[Opening GIVEN PASSAGE section]

= Automated Pain Recognition =

Automated Pain Recognition (APR) is a method for objectively measuring pain and at the same time represents an interdisciplinary research area that comprises elements of medicine, psychology, psychobiology, and computer science. The focus is on computer-aided objective recognition of pain, implemented on the basis of machine learning.

Automated pain recognition allows for the valid, reliable detection and monitoring of pain in people who are unable to communicate verbally. The underlying machine learning processes are trained and validated in advance by means of unimodal or multimodal body signals. Signals used to detect pain may include facial expressions or gestures and may also be of a (psycho-)physiological or paralinguistic nature. To date, the focus has been on identifying pain intensity, but visionary efforts are also being made to recognize the quality, site, and temporal course of pain.

However, the clinical implementation of this approach is a controversial topic in the field of pain research. Critics of automated pain recognition argue that pain diagnosis can only be performed subjectively by humans.

[Closing GIVEN PASSAGE section]
[Opening EXCERPTED DATA section]

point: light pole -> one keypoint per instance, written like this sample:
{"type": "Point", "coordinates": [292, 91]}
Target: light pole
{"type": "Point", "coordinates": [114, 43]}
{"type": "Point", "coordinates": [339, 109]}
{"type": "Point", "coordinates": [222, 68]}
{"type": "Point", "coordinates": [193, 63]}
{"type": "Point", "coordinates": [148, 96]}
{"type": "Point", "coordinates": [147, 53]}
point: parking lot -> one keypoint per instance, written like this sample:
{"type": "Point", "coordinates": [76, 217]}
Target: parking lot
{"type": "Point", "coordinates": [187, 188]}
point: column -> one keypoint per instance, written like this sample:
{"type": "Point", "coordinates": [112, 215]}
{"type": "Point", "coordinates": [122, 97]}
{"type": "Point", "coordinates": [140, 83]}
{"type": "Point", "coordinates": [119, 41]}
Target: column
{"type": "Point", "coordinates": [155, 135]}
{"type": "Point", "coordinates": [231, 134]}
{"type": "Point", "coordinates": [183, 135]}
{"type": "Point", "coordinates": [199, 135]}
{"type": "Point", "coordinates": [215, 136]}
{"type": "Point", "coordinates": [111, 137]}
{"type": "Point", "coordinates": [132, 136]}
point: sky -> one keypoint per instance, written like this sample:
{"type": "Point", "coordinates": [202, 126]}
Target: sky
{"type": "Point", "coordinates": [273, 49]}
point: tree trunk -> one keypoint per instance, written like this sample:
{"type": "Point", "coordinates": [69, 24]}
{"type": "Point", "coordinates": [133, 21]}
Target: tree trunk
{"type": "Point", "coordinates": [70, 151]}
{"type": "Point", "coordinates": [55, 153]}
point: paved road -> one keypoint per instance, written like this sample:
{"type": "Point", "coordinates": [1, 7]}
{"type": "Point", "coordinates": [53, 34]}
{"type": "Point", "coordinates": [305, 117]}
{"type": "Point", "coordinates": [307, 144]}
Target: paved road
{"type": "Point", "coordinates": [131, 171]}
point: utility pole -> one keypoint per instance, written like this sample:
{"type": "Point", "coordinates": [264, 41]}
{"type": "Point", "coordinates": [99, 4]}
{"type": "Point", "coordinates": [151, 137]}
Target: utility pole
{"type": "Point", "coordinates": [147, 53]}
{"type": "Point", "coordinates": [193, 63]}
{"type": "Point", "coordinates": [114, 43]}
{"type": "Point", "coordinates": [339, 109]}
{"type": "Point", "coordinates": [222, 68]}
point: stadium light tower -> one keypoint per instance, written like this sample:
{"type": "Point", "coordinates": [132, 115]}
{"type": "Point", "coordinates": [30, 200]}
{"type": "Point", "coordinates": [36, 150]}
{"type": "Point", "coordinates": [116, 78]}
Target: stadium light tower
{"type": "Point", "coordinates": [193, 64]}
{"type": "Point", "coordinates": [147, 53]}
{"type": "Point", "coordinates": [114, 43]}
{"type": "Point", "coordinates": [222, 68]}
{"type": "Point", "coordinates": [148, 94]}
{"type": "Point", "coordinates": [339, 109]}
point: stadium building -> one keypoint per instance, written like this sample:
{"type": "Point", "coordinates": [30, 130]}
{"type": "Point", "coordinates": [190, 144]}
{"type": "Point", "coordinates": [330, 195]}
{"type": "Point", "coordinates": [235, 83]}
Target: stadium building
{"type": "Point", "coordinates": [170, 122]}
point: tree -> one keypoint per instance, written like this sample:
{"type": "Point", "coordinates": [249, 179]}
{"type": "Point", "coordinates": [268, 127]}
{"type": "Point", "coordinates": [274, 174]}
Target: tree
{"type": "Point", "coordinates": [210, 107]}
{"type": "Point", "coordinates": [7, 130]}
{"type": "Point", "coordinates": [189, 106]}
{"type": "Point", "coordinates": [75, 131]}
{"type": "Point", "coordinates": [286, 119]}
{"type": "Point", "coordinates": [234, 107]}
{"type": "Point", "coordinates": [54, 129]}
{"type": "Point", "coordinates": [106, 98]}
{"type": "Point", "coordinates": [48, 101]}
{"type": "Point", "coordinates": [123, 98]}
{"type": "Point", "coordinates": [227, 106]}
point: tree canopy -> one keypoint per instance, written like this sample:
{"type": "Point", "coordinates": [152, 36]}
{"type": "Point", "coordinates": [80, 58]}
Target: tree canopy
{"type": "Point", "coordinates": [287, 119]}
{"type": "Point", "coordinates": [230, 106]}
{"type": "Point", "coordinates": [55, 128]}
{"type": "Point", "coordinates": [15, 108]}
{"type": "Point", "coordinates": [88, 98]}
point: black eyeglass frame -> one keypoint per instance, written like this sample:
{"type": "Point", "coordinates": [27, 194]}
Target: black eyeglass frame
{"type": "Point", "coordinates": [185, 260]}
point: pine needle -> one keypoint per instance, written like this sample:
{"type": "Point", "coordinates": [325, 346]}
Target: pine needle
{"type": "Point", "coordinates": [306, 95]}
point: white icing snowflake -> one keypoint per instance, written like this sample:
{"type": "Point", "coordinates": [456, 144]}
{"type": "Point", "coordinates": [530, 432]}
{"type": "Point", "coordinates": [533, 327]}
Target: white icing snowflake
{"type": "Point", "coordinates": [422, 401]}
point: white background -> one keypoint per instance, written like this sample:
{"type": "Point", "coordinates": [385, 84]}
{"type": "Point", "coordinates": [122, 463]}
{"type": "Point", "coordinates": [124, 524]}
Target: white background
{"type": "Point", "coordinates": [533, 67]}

[Closing EXCERPTED DATA section]

## ACTION ITEM
Please translate this sentence from the passage on automated pain recognition into Spanish: "Critics of automated pain recognition argue that pain diagnosis can only be performed subjectively by humans."

## SOLUTION FOR THIS PROBLEM
Los críticos del reconocimiento automatizado del dolor sostienen que el diagnóstico del dolor solo puede ser realizado de manera subjetiva por seres humanos.